[start Page text]
A meeting for worship is what the Religious Society of Friends (or "Quakers") call their church service. Different branches of Friends have different types of meetings for worship. A meeting for worship in English-speaking countries typically lasts an hour.

Unprogrammed worship
Unprogrammed worship is based on silence and inward listening to the Spirit, from which any participant may share a message. In unprogrammed meetings for worship, someone speaks when that person feels that God/Spirit/the universe has given them a message for others. After anyone speaks, several minutes are allowed to pass before anyone else speaks, to allow the message to be considered carefully. Friends (members of the Religious Society of Friends) do not answer or argue about others' messages during meeting for worship. 

Many unprogrammed meetings follow worship with a time for participants to 
share. Some ask for joys and sorrows; others for something a person considered sharing during worship.
[end Page text]
[start Data]
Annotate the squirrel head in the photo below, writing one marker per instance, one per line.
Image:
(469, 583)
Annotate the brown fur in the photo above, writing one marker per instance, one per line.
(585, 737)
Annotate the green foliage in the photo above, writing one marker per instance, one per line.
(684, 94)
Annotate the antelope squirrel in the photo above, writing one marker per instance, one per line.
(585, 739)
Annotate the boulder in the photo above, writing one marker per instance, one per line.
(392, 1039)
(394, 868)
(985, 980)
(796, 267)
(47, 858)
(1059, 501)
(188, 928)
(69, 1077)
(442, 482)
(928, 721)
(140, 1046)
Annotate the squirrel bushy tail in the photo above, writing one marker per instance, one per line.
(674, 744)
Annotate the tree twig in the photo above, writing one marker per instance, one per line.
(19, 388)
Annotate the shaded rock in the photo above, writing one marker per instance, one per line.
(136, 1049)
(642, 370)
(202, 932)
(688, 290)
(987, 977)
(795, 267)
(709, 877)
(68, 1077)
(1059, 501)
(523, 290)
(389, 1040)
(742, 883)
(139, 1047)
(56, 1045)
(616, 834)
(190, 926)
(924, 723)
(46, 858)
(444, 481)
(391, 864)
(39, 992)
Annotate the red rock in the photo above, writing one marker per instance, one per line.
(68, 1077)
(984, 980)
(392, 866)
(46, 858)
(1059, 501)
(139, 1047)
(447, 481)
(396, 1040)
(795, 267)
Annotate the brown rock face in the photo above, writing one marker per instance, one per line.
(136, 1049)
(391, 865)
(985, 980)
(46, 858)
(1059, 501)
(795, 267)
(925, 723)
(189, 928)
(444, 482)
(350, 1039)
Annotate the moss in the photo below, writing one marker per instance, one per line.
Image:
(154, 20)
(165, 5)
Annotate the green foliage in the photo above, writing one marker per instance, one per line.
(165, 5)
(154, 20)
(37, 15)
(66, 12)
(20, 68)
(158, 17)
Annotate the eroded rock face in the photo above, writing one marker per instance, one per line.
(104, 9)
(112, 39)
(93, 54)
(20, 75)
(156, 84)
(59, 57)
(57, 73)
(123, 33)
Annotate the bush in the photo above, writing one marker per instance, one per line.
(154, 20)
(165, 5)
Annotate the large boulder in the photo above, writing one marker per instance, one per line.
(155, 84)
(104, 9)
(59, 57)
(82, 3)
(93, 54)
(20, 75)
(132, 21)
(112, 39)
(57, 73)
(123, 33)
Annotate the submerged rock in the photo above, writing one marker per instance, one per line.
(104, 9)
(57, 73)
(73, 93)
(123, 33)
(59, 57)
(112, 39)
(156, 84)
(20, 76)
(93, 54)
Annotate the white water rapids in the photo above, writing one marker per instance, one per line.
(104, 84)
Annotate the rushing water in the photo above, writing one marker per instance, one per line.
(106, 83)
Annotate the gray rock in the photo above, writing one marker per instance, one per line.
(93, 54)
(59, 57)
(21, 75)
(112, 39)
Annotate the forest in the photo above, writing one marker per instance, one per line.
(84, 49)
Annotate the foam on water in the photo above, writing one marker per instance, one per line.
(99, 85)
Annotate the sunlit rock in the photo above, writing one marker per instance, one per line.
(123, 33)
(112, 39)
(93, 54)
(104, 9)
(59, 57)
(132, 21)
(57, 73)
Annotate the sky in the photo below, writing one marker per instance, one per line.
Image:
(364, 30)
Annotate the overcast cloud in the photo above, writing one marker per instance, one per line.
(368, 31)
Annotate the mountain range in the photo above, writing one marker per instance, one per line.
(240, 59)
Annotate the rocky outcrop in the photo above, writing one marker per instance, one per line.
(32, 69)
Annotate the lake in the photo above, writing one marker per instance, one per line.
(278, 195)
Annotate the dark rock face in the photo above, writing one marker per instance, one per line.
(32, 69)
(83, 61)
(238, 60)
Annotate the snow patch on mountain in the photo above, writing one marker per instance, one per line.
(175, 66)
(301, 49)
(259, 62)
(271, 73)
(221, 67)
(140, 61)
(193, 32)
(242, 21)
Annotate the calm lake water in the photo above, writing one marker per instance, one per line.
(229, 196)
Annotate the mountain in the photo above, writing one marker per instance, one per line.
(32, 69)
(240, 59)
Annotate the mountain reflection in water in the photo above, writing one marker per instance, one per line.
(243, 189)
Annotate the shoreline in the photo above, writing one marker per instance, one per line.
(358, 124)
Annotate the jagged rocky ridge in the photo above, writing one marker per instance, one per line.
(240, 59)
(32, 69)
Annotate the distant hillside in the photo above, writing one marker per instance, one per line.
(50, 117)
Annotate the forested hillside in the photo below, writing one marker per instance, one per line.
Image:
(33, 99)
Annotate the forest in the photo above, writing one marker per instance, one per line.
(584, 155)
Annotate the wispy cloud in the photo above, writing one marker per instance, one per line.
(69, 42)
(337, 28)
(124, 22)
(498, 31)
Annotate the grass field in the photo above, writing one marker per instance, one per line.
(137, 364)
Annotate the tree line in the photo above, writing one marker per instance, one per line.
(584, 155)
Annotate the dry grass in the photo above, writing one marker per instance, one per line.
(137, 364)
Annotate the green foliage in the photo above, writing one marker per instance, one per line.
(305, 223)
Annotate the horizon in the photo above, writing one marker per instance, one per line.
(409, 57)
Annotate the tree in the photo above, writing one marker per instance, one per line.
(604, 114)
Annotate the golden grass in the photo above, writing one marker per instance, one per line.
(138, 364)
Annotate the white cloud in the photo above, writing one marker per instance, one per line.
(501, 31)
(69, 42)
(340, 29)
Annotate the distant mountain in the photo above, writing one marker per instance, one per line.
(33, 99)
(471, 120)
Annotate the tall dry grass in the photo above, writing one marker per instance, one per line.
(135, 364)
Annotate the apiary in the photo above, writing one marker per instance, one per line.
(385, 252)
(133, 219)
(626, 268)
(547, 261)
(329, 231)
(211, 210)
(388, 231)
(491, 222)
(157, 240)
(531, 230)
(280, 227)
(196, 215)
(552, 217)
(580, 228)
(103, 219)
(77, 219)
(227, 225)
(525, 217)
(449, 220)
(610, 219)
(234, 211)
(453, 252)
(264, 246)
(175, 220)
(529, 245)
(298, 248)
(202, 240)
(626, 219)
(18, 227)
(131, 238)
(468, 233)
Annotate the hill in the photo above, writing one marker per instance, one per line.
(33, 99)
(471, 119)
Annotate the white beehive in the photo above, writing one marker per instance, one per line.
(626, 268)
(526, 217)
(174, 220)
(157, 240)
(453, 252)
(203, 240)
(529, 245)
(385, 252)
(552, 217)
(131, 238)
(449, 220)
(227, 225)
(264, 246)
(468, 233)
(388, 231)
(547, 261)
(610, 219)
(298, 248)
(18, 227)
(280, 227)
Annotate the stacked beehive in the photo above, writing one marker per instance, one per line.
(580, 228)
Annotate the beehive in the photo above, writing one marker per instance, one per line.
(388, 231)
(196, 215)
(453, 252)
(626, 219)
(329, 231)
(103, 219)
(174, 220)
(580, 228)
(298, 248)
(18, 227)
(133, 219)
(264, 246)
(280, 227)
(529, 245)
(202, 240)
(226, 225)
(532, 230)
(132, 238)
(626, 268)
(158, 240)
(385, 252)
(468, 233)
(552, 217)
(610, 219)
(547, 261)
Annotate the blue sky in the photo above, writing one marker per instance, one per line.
[end Data]
**Aim:** In the meeting-for-worship text, list every name it gives for the source that a speaker in unprogrammed worship feels has given them a message.

**Answer for this exercise:** God, Spirit, the universe